■ EXERCISE PASSAGE
━━━━━━━━━━

If I could share an afternoon with anyone, I would love to share it with …
My mother’s family has a locally famous house called Laal Bari, or the Red House, in Kolkata, India. The exterior of the house is painted red, and the floors are made of a burgundy linoleum. At one point, it housed three generations of my family, three dogs, and a continuous influx of guests. My sweetest memories include staying up late with my grandfather to hear stories about his childhood and running around on the rooftop garden during monsoon rains with my brother and cousins. Although most of our relatives still live in India, Laal Bari is empty after successive younger generations have moved away. I’d love to have another summer afternoon with all my extended family from both sides together in Laal Bari.
If I knew I could not fail, I would …
… teach dance. I have trained in an Indian classical dance style called Bharatanatyam since I was 4. Bharatanatyam is a rich art form. Using facial expressions, hand gestures, and footwork, the dancer is a storyteller of Hindu myths. From my teacher Guru Chandrika Chandran, I know that teaching Bharatanatyam requires patience, creativity and scholarly interpretation. I’d love to continue learning and passing down this ancient art to others.

━━━━━━━━━━

Image-grounded pointing data:
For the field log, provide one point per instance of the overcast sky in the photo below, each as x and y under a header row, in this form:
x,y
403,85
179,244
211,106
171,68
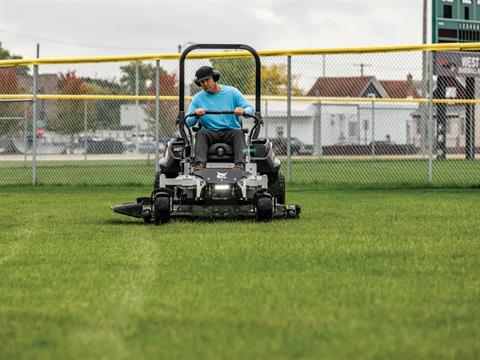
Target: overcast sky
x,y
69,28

━━━━━━━━━━

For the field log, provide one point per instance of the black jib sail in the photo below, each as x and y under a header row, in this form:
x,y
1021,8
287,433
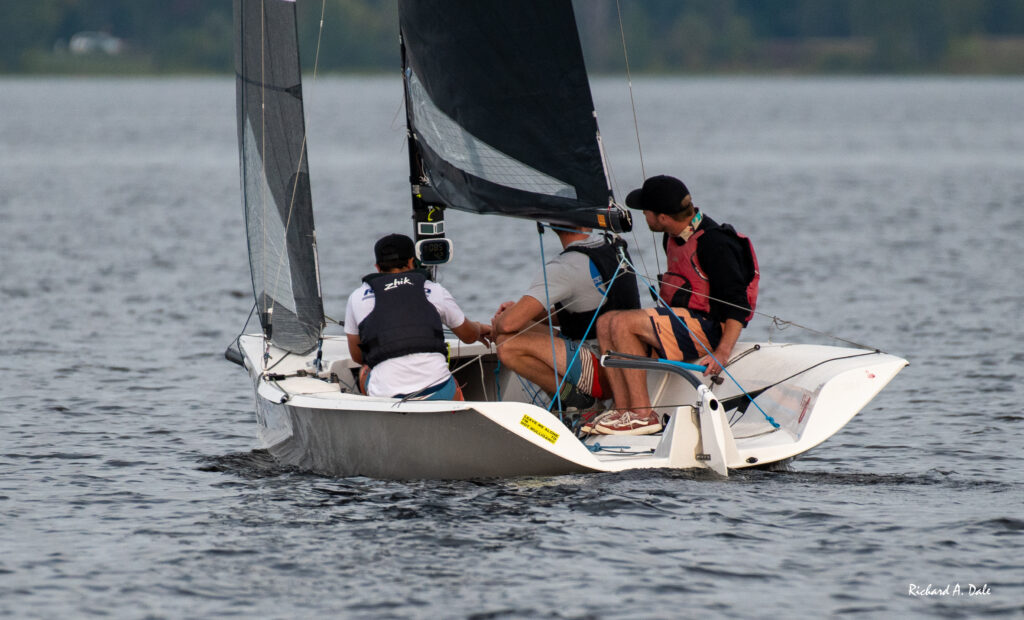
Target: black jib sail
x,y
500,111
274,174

━━━━━━━━━━

■ REQUIREMENT A
Using the passage about Laal Bari and dance, say yes or no to each statement and quote the words that settle it: (i) The floors of Laal Bari are made of a burgundy linoleum. (ii) Most of the writer's relatives have moved away from India. (iii) The writer has trained in Bharatanatyam since age 4.
■ REQUIREMENT B
Rewrite the part of the passage about Laal Bari and dance that opens with the words containing "If I knew I" and closes with "art to others.", putting "discipline" in place of "patience".
The records stand on their own and have nothing to do with the text.

■ SOLUTION A
(i) Yes: "the floors are made of a burgundy linoleum"
(ii) No: "most of our relatives still live in India"
(iii) Yes: "I have trained in an Indian classical dance style called Bharatanatyam since I was 4"

■ SOLUTION B
If I knew I could not fail, I would …
… teach dance. I have trained in an Indian classical dance style called Bharatanatyam since I was 4. Bharatanatyam is a rich art form. Using facial expressions, hand gestures, and footwork, the dancer is a storyteller of Hindu myths. From my teacher Guru Chandrika Chandran, I know that teaching Bharatanatyam requires discipline, creativity and scholarly interpretation. I’d love to continue learning and passing down this ancient art to others.